Excerpt provided >>
===

Skip to content

feat(kubernetes): expose agent-sandbox operatingMode (suspend/resume) for idle scale-to-zero with PVC retention #2035

Description

@austin-shih

Problem Statement

Disposable per-user sandboxes backed by durable PVCs (as proposed in open PR
#2034) give great continuity, but for lifecycle management Kubernetes OpenShell
exposes create/delete but no suspend/resume. There's no way to free a sandbox's
compute when idle while retaining its identity and PVC
. For deployments with many
provisioned-but-often-idle users, keeping every pod running 24/7 is a large,
mostly-wasted compute cost; deleting on idle instead loses the sandbox identity
(and, without #2034, the data). We want: idle → free compute; next login → resume
with state intact.

This is the Kubernetes-driver realization of the general capability proposed in
#1823 (checkpoint/pause/resume), scoped concretely to what agent-sandbox already
implements.

===

Extracted data entries >>

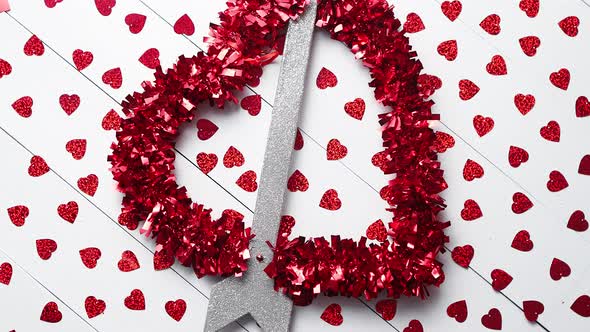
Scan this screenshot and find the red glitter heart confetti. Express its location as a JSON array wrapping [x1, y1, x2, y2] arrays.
[[344, 98, 366, 120], [375, 300, 397, 320], [576, 96, 590, 118], [59, 94, 80, 115], [451, 244, 475, 268], [40, 302, 62, 323], [486, 55, 508, 76], [153, 251, 174, 271], [570, 295, 590, 317], [28, 156, 49, 177], [223, 145, 245, 168], [6, 205, 29, 227], [125, 13, 147, 34], [432, 131, 455, 153], [78, 247, 102, 269], [479, 14, 502, 36], [320, 303, 344, 326], [508, 146, 529, 168], [539, 120, 561, 142], [164, 299, 186, 322], [459, 80, 479, 100], [72, 49, 94, 71], [518, 36, 541, 56], [326, 138, 348, 160], [94, 0, 117, 16], [549, 68, 570, 90], [174, 14, 195, 36], [559, 16, 580, 37], [511, 230, 534, 252], [365, 219, 393, 241], [440, 0, 463, 22], [404, 13, 425, 33], [101, 110, 121, 130], [197, 152, 217, 174], [84, 296, 107, 318], [447, 300, 467, 323], [481, 308, 502, 330], [287, 169, 309, 192], [23, 35, 45, 56], [490, 269, 512, 292], [197, 119, 219, 141], [514, 93, 535, 115], [567, 210, 588, 232], [461, 199, 483, 221], [436, 40, 457, 61], [549, 258, 572, 281], [11, 96, 33, 118], [117, 250, 139, 272], [240, 95, 262, 116], [473, 115, 494, 137], [512, 192, 533, 214], [45, 0, 63, 8], [35, 239, 57, 260], [403, 319, 424, 332], [102, 67, 123, 89], [315, 67, 338, 90], [138, 48, 160, 69], [518, 0, 539, 18], [66, 139, 86, 160], [547, 171, 569, 192], [320, 189, 342, 211], [0, 262, 12, 286], [0, 59, 12, 78], [236, 170, 258, 193], [124, 289, 145, 310], [522, 300, 545, 322], [57, 201, 78, 224], [463, 159, 484, 181], [78, 174, 98, 196], [293, 128, 305, 151]]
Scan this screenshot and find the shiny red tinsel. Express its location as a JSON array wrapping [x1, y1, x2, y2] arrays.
[[109, 0, 447, 305]]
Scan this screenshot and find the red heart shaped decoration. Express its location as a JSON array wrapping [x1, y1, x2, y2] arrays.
[[315, 67, 338, 89], [174, 14, 195, 36], [447, 300, 467, 323], [78, 174, 98, 196], [451, 244, 475, 268], [164, 299, 186, 322], [41, 302, 62, 323], [6, 205, 29, 227], [481, 308, 502, 330], [57, 201, 78, 224], [320, 303, 344, 326], [117, 250, 139, 272], [11, 96, 33, 118], [84, 296, 107, 318], [72, 49, 94, 71], [124, 289, 145, 310], [491, 269, 512, 292], [125, 13, 147, 34], [522, 300, 545, 322], [79, 247, 102, 269], [549, 258, 572, 281], [35, 239, 57, 260], [567, 210, 588, 232]]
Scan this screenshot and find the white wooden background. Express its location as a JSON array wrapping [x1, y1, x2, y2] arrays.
[[0, 0, 590, 332]]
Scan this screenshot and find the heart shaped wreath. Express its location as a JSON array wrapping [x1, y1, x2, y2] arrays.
[[109, 0, 449, 305]]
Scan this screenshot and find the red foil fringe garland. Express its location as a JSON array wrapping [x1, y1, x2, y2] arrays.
[[109, 0, 448, 305]]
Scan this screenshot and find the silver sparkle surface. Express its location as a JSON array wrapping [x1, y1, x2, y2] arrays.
[[204, 0, 317, 332]]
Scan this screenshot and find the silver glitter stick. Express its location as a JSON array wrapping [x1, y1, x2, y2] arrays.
[[204, 0, 317, 332]]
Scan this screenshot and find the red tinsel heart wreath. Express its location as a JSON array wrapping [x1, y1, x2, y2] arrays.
[[109, 0, 448, 305]]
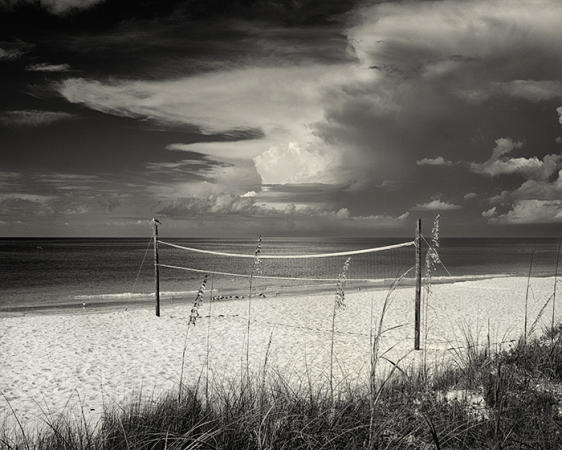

===

To do >>
[1] In the suspend/resume issue, what lifecycle operations does Kubernetes OpenShell currently expose?
[2] Carry on the suspend/resume issue from the point where it stops.

Answer set >>
[1] Create and delete, with no suspend or resume.

[2]
Proposed Design

Surface agent-sandbox's existing suspend/resume capability through the OpenShell
Kubernetes driver and gateway/CLI — the lifecycle analog of how #2034 surfaced
pod-template/volume config through driver_config.kubernetes.

agent-sandbox already implements this in its Sandbox CRD and controller:

  • v1beta1: spec.operatingMode: Running | Suspended (default Running).
  • v1alpha1: the equivalent is spec.replicas (0 = suspended; the API
    conversion maps Suspended ↔ replicas=0).
  • On Suspended, the controller deletes the backing Pod (frees CPU/memory)
    while leaving the Sandbox object and its PVCs in place — PVCs are reconciled
    independently and removed only when the Sandbox itself is deleted. Status surfaces
    a Suspended condition (PodTerminated / PodNotTerminated).
  • On Running, the controller recreates the Pod and reattaches the same PVC(s).

What OpenShell would add:

  • Driver: set operatingMode (v1beta1) / replicas=0 (v1alpha1) on the managed
    Sandbox CR to suspend, and flip back to resume.
  • Gateway: keep the sandbox registered across a suspend (don't treat the absent
    Pod as a dead sandbox) and re-route on resume when the Pod returns.
  • Interface: a lifecycle op (e.g. openshell sandbox suspend|resume) and/or an
    idle policy; resume triggered by the controlling app on session start.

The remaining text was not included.